**What you should do**:
Line by line, the data below should be set down unchanged, with images excluded.

Natural-language object grounding data

=-=-=

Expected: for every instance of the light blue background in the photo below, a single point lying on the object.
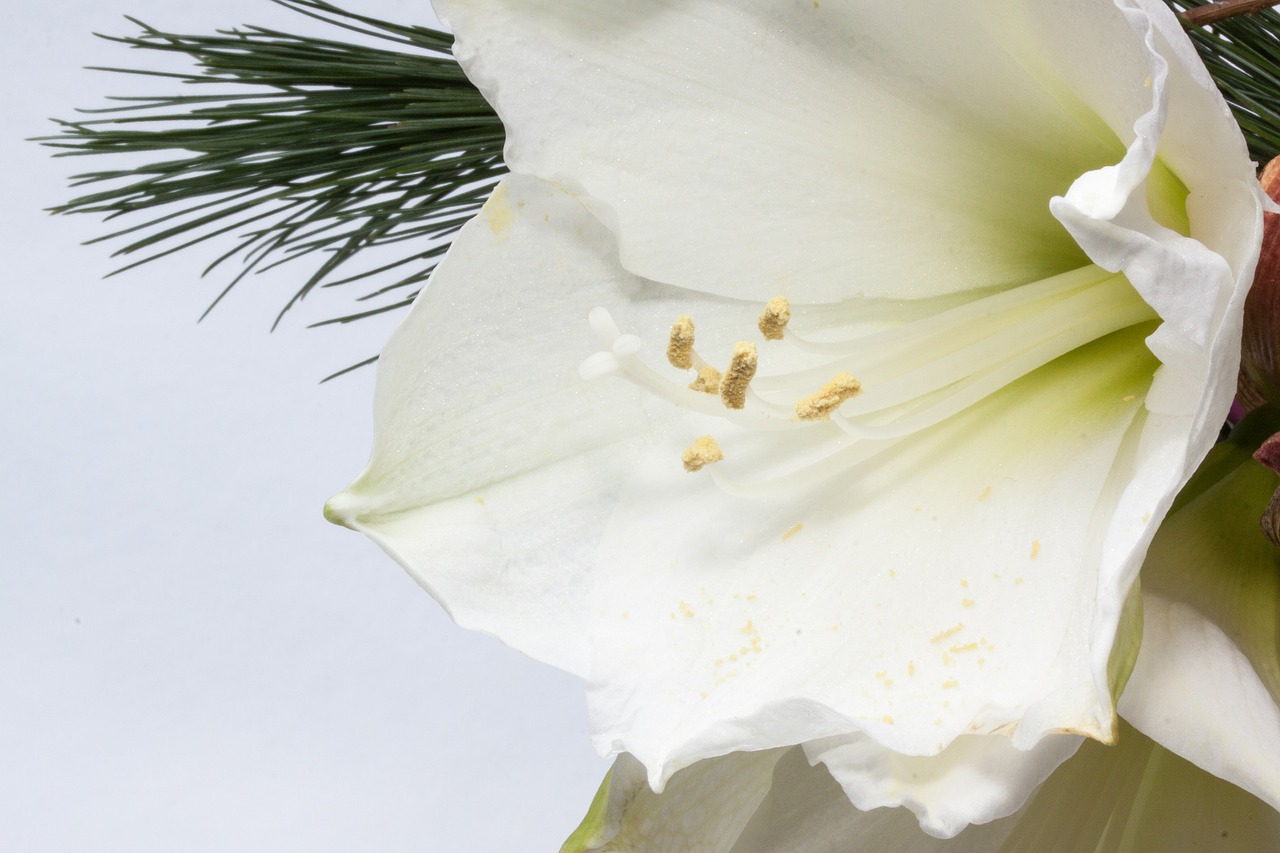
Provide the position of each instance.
(191, 658)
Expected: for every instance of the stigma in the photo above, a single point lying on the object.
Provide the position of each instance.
(874, 386)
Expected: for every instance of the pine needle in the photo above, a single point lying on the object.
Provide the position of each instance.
(301, 147)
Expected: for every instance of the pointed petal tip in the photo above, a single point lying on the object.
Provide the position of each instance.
(342, 509)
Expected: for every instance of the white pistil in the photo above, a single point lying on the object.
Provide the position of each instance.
(909, 378)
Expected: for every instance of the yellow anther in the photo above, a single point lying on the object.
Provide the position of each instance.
(777, 314)
(833, 393)
(680, 346)
(707, 381)
(702, 452)
(741, 368)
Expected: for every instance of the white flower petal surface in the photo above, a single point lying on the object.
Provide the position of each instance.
(1207, 683)
(494, 466)
(1130, 798)
(949, 585)
(974, 780)
(950, 553)
(768, 146)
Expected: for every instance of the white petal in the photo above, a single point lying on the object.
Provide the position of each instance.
(1130, 798)
(974, 780)
(1207, 683)
(807, 812)
(956, 584)
(494, 466)
(775, 146)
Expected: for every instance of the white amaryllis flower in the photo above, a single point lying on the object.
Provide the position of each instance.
(1207, 685)
(1013, 241)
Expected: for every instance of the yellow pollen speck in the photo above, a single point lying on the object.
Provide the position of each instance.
(680, 346)
(775, 318)
(702, 454)
(950, 632)
(707, 381)
(741, 368)
(833, 395)
(498, 213)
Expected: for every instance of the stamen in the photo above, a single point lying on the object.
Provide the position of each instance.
(702, 454)
(773, 320)
(680, 346)
(741, 368)
(833, 393)
(708, 381)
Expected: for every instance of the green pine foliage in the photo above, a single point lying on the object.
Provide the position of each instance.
(297, 147)
(293, 147)
(1243, 55)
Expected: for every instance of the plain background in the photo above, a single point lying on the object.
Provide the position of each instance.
(191, 658)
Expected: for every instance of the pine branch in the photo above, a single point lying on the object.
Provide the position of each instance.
(1223, 9)
(301, 147)
(1243, 55)
(316, 149)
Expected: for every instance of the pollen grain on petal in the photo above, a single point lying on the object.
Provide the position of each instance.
(741, 369)
(702, 454)
(680, 346)
(775, 318)
(833, 393)
(708, 381)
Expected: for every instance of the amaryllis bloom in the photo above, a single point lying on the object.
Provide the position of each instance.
(822, 373)
(1207, 685)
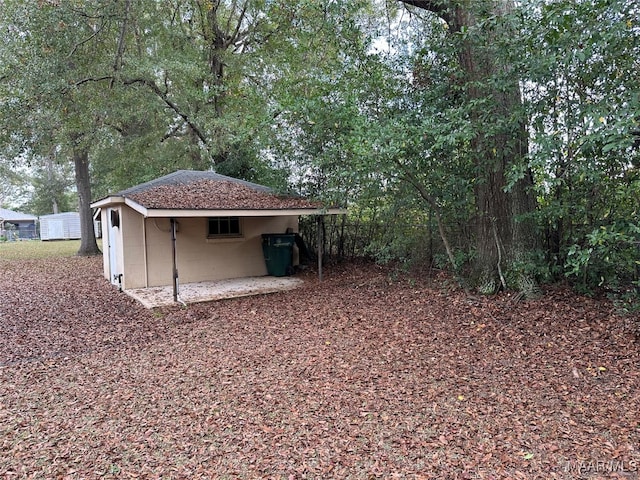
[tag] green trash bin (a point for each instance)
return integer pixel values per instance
(278, 253)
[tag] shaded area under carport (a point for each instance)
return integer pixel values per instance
(152, 297)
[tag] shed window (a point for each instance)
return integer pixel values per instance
(224, 227)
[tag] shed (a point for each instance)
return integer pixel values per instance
(60, 226)
(194, 226)
(17, 226)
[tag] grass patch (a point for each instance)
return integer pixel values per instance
(34, 249)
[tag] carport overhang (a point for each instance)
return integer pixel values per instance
(174, 214)
(184, 213)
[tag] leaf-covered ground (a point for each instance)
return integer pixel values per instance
(359, 377)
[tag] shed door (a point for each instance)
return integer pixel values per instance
(56, 229)
(113, 218)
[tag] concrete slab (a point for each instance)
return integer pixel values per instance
(152, 297)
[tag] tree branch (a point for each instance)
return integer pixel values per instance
(439, 7)
(165, 98)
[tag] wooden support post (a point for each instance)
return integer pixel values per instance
(320, 241)
(175, 260)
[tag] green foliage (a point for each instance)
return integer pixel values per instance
(610, 257)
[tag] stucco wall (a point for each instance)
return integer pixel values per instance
(198, 257)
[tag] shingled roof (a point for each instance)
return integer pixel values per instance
(204, 190)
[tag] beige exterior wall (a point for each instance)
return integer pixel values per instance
(198, 257)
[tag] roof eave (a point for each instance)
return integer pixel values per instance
(273, 212)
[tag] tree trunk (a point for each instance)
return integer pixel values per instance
(505, 234)
(88, 244)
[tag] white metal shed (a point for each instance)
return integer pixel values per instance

=-=-=

**Output for this task**:
Expected: for every instance of the light blue background in the photo below, a single point lying on the object.
Provide the position of each instance.
(191, 658)
Expected: for every instance of the stigma in the photo above, a single point lying on the object.
Provide the position of each instance.
(874, 386)
Expected: for every instance of the pine needle in the photo above, a single point lying on the object.
Provide the position of each instance.
(301, 147)
Expected: for every instance of the pointed petal tip in the photo above, a single point lying on the object.
Provide the position of each instance.
(342, 509)
Expected: for every instance of the white pistil in the photo above, a single point lying on the object.
Provide the position of each instance.
(909, 378)
Expected: for every instance of the yellow anther in the photo above, a single point lying on the object.
Provide the position of each instance.
(777, 314)
(833, 393)
(680, 346)
(707, 381)
(702, 452)
(741, 368)
Expected: for every instance of the white flower petal surface in the photo above, a single point lying on the object.
Provide the position of each instance.
(1207, 683)
(494, 466)
(1130, 798)
(949, 585)
(974, 780)
(950, 553)
(768, 146)
Expected: for every instance of the white petal in the photo above, a single point lying on the object.
Provide the position of each instance.
(1130, 798)
(974, 780)
(1207, 683)
(807, 812)
(956, 584)
(494, 466)
(775, 146)
Expected: for every instance of the white amaryllis flower in the photo above, a single point lying on the object.
Provide the position of each instance.
(1207, 685)
(1013, 241)
Expected: for every instance of the yellow pollen speck in the photo above, a single point lying on the object.
Provide the position of each instance.
(680, 346)
(775, 318)
(702, 454)
(950, 632)
(707, 381)
(741, 368)
(833, 395)
(498, 213)
Expected: for every instance of the stamen in the photo above, a single point lying on the object.
Provide the position of each instance.
(702, 454)
(773, 320)
(680, 346)
(741, 368)
(833, 393)
(708, 381)
Expected: for every instance of the green pine foliage in the photo above, a single point lying on the object.
Provide the position of each instance.
(297, 147)
(293, 147)
(1243, 55)
Expected: for every instance of the plain background in the photo above, a single point lying on the object.
Provide the position of each instance.
(191, 658)
Expected: for every instance of the pine branch in the photo above, a single point lying on the object.
Provide the position of each instance.
(1223, 9)
(301, 147)
(1243, 55)
(316, 149)
Expected: for every instance of the pollen grain on petal in the photo above, a single point lying on the object.
Provide the position of each instance.
(741, 369)
(702, 454)
(680, 346)
(775, 318)
(833, 393)
(708, 381)
Expected: for every instance of the amaryllis bloom in the photo above, a single point lying on the object.
Provide the position of each instance.
(822, 373)
(1207, 685)
[tag] green trash bin (a point for each instance)
return integer pixel values per instance
(278, 253)
[tag] shaded area under carport (a point for each instance)
return integer pixel values per instance
(152, 297)
[tag] shed window (a point for each instance)
return integer pixel values per instance
(224, 227)
[tag] shed (a point for each instance)
return integer pixel values per instance
(60, 226)
(194, 226)
(17, 226)
[tag] grass patch (a point for each instance)
return integer pixel values per instance
(34, 249)
[tag] carport overhang (a point for each instance)
return integer pixel values per instance
(174, 214)
(184, 213)
[tag] leaf-covered ground (a point for each instance)
return integer pixel values per instance
(359, 377)
[tag] shed door (a point for each instance)
return integer pixel values per instance
(56, 229)
(113, 218)
[tag] concrete slab (a point for each instance)
return integer pixel values per instance
(152, 297)
[tag] tree branch (a point for each instance)
return integer pixel values per instance
(439, 7)
(165, 98)
[tag] wooden support post (a point for each instance)
return integer pixel values per instance
(320, 241)
(175, 260)
[tag] green foliage (a point for each instance)
return integer pixel values per instance
(610, 257)
[tag] stucco wall (a point for each instance)
return integer pixel values per instance
(198, 257)
[tag] shingled roof (a point for each instance)
return integer pixel values per instance
(204, 190)
[tag] beige exterior wall (a point for each instance)
return integer pixel values per instance
(198, 257)
[tag] roof eave (a point for each instance)
return integer pixel values per instance
(273, 212)
[tag] tree trunk (a point for each instance)
return integer pixel values per instance
(505, 234)
(88, 244)
[tag] white metal shed (a point for each instance)
return integer pixel values per instance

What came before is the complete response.